Every entry that follows should be reproduced exactly.

-- DATA TO USE --

════════

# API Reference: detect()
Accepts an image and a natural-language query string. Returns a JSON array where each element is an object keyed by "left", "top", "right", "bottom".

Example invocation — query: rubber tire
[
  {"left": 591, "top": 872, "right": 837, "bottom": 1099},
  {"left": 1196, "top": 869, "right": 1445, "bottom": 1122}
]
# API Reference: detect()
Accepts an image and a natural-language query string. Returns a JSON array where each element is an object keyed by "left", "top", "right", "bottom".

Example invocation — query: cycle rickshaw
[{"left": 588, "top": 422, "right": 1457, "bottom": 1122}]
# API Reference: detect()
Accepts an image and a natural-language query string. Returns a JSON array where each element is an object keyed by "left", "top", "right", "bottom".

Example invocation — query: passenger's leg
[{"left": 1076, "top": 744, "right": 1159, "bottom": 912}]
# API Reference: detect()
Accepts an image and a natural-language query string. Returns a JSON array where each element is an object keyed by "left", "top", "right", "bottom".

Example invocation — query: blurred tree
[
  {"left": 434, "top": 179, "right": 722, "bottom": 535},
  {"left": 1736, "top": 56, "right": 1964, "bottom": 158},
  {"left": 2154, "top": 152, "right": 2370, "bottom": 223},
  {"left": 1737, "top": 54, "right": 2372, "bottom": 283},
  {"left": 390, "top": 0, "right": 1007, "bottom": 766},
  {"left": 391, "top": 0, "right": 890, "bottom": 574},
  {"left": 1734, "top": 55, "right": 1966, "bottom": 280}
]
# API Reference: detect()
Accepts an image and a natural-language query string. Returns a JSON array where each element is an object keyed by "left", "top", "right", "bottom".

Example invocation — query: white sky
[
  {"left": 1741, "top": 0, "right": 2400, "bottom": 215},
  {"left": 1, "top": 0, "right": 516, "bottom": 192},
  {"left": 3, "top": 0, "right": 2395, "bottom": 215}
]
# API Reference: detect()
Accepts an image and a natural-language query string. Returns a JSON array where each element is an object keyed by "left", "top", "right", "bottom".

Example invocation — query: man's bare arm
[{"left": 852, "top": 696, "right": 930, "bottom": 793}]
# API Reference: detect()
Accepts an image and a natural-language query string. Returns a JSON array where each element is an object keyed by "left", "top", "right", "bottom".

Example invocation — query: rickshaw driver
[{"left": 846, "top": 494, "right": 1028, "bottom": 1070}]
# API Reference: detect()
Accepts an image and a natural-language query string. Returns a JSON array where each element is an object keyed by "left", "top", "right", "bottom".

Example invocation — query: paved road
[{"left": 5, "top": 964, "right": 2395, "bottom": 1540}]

════════

-- SOLUTION FOR THIS TASK --
# API Reference: detect()
Accepts an image and a natural-language query string. Returns a JSON array where each element is an object keyed by "left", "top", "right", "bottom".

Example invocation — query: rubber tire
[
  {"left": 591, "top": 872, "right": 837, "bottom": 1099},
  {"left": 1196, "top": 869, "right": 1445, "bottom": 1122}
]
# API Reference: detect()
Accepts an image and a natural-language query string. Returns a JSON array where each element is an object keyed by "left", "top", "right", "bottom".

Example invocation — query: cycle rickshaw
[{"left": 588, "top": 422, "right": 1457, "bottom": 1122}]
# API Reference: detect()
Accepts an image and a natural-language query string. Returns a JSON array where each element is an object keyed by "left", "top", "right", "bottom".

Example invocation — query: passenger's leg
[{"left": 1076, "top": 744, "right": 1159, "bottom": 912}]
# API Reference: detect()
Accepts an image and a natural-language query string. Returns a JSON array where each element is an object keyed by "left", "top", "right", "bottom".

Example invocation — query: blurred tree
[
  {"left": 434, "top": 179, "right": 722, "bottom": 535},
  {"left": 1736, "top": 56, "right": 1964, "bottom": 158},
  {"left": 2154, "top": 152, "right": 2370, "bottom": 223},
  {"left": 1737, "top": 54, "right": 2372, "bottom": 283},
  {"left": 390, "top": 0, "right": 1007, "bottom": 766},
  {"left": 391, "top": 0, "right": 890, "bottom": 574},
  {"left": 1734, "top": 55, "right": 1966, "bottom": 280}
]
# API Reference: detect()
Accepts an image and a natural-language query string. Returns a JSON array where each element is an object keyed by "left", "top", "right", "bottom".

Example invocation — query: white sky
[
  {"left": 1741, "top": 0, "right": 2400, "bottom": 215},
  {"left": 1, "top": 0, "right": 516, "bottom": 192},
  {"left": 3, "top": 0, "right": 2395, "bottom": 215}
]
# API Reference: detect()
Accepts an image and a natural-language query string. Returns a JSON array where each element is an object keyed by "left", "top", "right", "bottom".

Example invocation — query: man's bare arm
[{"left": 852, "top": 696, "right": 930, "bottom": 793}]
# API Reference: detect()
Accepts an image and a natural-language query string. Returns a JSON array where each element is an object keyed by "left", "top", "right", "bottom".

Example invocation — query: rickshaw driver
[{"left": 846, "top": 494, "right": 1028, "bottom": 1070}]
# API Reference: detect()
Accepts an image and a natural-language query string. Returns a JSON array where each element is an object keyed by "left", "top", "right", "bottom".

Example invocation — query: paved road
[{"left": 5, "top": 964, "right": 2395, "bottom": 1540}]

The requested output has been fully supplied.